> EXERCICE COURT A
Répondez à ces questions sur l'article consacré au rouger, une réponse par ligne :
(i) Quels deux mots forment le mot-valise « rouger » ?
(ii) Dans quel département Lori Haon est-il vigneron ?
(iii) Avec quoi fait-il macérer ses cépages rouges après le pressurage direct ?
> EXERCICE COURT B
Rédigez la suite de l'article consacré au rouger, en reprenant juste après sa dernière phrase.

> TEXTE PRÉSENTÉ
# # # # # # #
Alors que les Français délaissent les rosés foncés au profit des robes translucides, ils réclament aussi des rouges légers pour l’apéro. Ne devrait-on pas tout simplement décréter que la tendance n’est ni au rouge ni au rosé, mais au « rouger » ? une sélection de 6 à découvrir…

Vous êtes à peine remis du vin orange (mais si, ce vin dont les raisins blancs macèrent comme les rouges, ce qui lui donne cette jolie couleur orangée) que, déjà, un nouveau terme vient vous écorcher les oreilles, le quoi ? Rouger : mot-valise entre rouge et léger.

Lori Haon, vigneron dans le Gard à Valliguières, utilise ce mot sans sourciller, notamment avec ses amis vignerons nature. « Au Petit Oratoire, nous avons fait du rouger de manière intuitive ! raconte-t-il. Je n’aime pas trop les rosés que je trouve souvent trop secs, trop tendus, mais j’aime boire du rouge a l’apéro, mon idée était donc de faire des rougers avec plus de matière, plus soyeux, plus souples tout en gardant le côté désaltérant d’un rosé. » Pour réussir à obtenir son rouger idéal, le vigneron effectue un pressurage direct de cépages rouges, qu’il laisse ensuite macérer avec des grappes entières de raisin blanc avant de represser le tout. Du blanc vinifié avec du rouge, ne parlerait-on pas plutôt d’un blouge (mot-valise entre blanc et rouge) ?
# # # # # # #
> EXTRAIT DE DONNÉES
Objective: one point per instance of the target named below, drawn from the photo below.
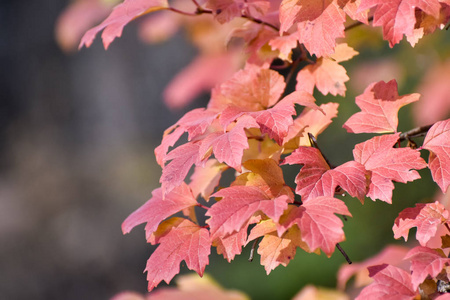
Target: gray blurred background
(77, 134)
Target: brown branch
(344, 254)
(416, 132)
(356, 24)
# # # # # # #
> BONNE RÉPONSE A
(i) Rouge et léger.
(ii) Le Gard.
(iii) Avec des grappes entières de raisin blanc.

> BONNE RÉPONSE B
Quoi qu’il en soit, s’il est a priori en France interdit d’assembler du rouge et du blanc pour fabriquer des rosés (le plus souvent produits à partir de raisins rouges), de nombreuses appellations autorisent certains cépages blancs lors de la vinification. Pour ce qui est de la fabrication du rosé, deux techniques sont utilisées : le rosé de pressurage direct, où l’on presse lentement les raisins après la récolte, ce qui donne des rosés pâles comme les côtes-de-Provence. Et le rosé de saigné qui consiste à faire macérer les peaux et les jus des raisins, mais beaucoup moins longtemps que les rouges. On pense ici aux clairets, ces vins entre le rouge et le blanc, que les Bordelais exportaient déjà en Angleterre au XVIIIe siècle.

AOP VS ROUGERS ?

Les rougers seraient-ils donc tout simplement la version des vins de soif de nos ancêtres, la technique en plus ? Ce qui est sûr pour Anne-Laure Sicard, c’est que cette tendance est aussi liée à une nouvelle lignée de vigneronnes, moins conventionnelles et avides d’expérimentations. « Avec nous les lignes bougent et les couleurs changent, on ouvre un champ énorme : orange, blouge, rouger. Il n’y a pas de ségrégation, pas de discrimination. C’est comme dans l’art, conclut-elle. C’est triste de n’utiliser que les trois couleurs primaires quand on sait qu’on a plus de 1 000 nuances !»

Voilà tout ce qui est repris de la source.